++++ ФРАГМЕНТ ТЕКСТА
Ирек Богуславский: «Не сдаемся и не собираемся», - Ирек Богуславский, председатель совета директоров и совладелец ОАО «Нэфис косметикс»

Бывший антикризисный менеджер «Нэфис косметикс» вывел компанию в лидеры российского рынка бытовой химии, а теперь завоевывает рынок растительного масла. Но предупреждает, что без помощи государства ему сейчас не обойтись
М. Стулов

1999

совладелец и председатель совета директоров ОАО «Нэфис косметикс»

2004

член совета директоров, а затем совладелец ОАО «Казанский жировой комбинат»

2005

член совета директоров ОАО «Казанский маслоэкстракционный завод»

46

исков подали друг против друга концерн «Калина» и «Нэфис косметикс» в 2003–2006 гг. из-за схожих брендов – TriMax и «Маленькая фея» («Калина») и BiMax и «Миленькая фея» («Нэфис»)

Группа «Нэфис»

производитель бытовой химии, косметики и жиров. Включает ОАО «Нэфис косметикс», ОАО «Казанский жировой комбинат» (КЖК), ОАО «Казанский маслоэкстракционный завод» (КМЭЗ). Суммарная выручка предприятий группы в 2006 г. – 6,2 млрд руб. (РСБУ, без НДС). Основные бренды – Sorti, AOS, BiMax, «Биолан», Mr. Ricco, «Ласка», «Томаччо».

Совладельца и топ-менеджера казанской компании «Нэфис косметикс» Ирека Богуславского возмущают слухи о его родстве с президентом Татарстана. «У меня фамилия какая? Какой я родственник?» – гневно переспрашивает он. О том, как он со своими партнерами получил контроль над крупнейшим производителем моющих и чистящих средств с российским капиталом и чем ему в действительности помогают татарстанские власти, Богуславский рассказал в интервью «Ведомостям».

– Как вы пришли в этот бизнес?

– Это было в 1998 г., химкомбинат им. Вахитова находился в состоянии банкротства, а его оборот был около 60 млн руб. Мой товарищ Дмитрий Харитонов был сюда назначен внешним управляющим, и мы пришли помочь.

– Просто по дружбе?

– Мы старые партнеры. Мы все учились в Казанском финансово-экономическом институте: [гендиректор Казанского жирового комбината (КЖК) Дмитрий] Харитонов, [генеральный директор «Нэфис косметикс» Дмитрий] Хайбуллин, [председатель совета директоров КЖК Дмитрий] Самаренкин.

– А как вы стали владельцами «Нэфис косметикс»?

– Никаких революционных изменений – рейдерских операций, преднамеренных банкротств, допэмиссий. Акции мы потом просто выкупили у мелких акционеров.

– Почему «Нэфис» к моменту вашего прихода находился в состоянии банкротства?
++++++++
++++ ИСХОДНЫЕ ДАННЫЕ
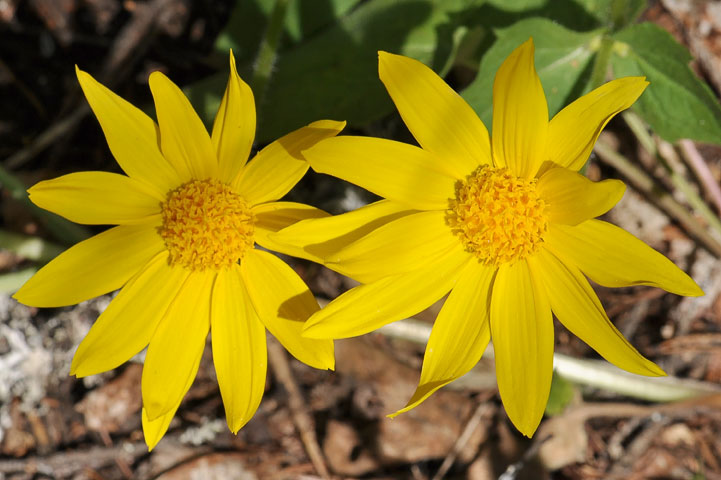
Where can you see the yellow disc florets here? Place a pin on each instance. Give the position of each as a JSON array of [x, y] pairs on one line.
++++++++
ТРЕБОВАНИЕ
Верните без изменений фрагмент интервью с Иреком Богуславским от «производитель бытовой химии, косметики» до «в этот бизнес?».

ОТВЕТ НА ЗАДАНИЕ
производитель бытовой химии, косметики и жиров. Включает ОАО «Нэфис косметикс», ОАО «Казанский жировой комбинат» (КЖК), ОАО «Казанский маслоэкстракционный завод» (КМЭЗ). Суммарная выручка предприятий группы в 2006 г. – 6,2 млрд руб. (РСБУ, без НДС). Основные бренды – Sorti, AOS, BiMax, «Биолан», Mr. Ricco, «Ласка», «Томаччо».

Совладельца и топ-менеджера казанской компании «Нэфис косметикс» Ирека Богуславского возмущают слухи о его родстве с президентом Татарстана. «У меня фамилия какая? Какой я родственник?» – гневно переспрашивает он. О том, как он со своими партнерами получил контроль над крупнейшим производителем моющих и чистящих средств с российским капиталом и чем ему в действительности помогают татарстанские власти, Богуславский рассказал в интервью «Ведомостям».

– Как вы пришли в этот бизнес?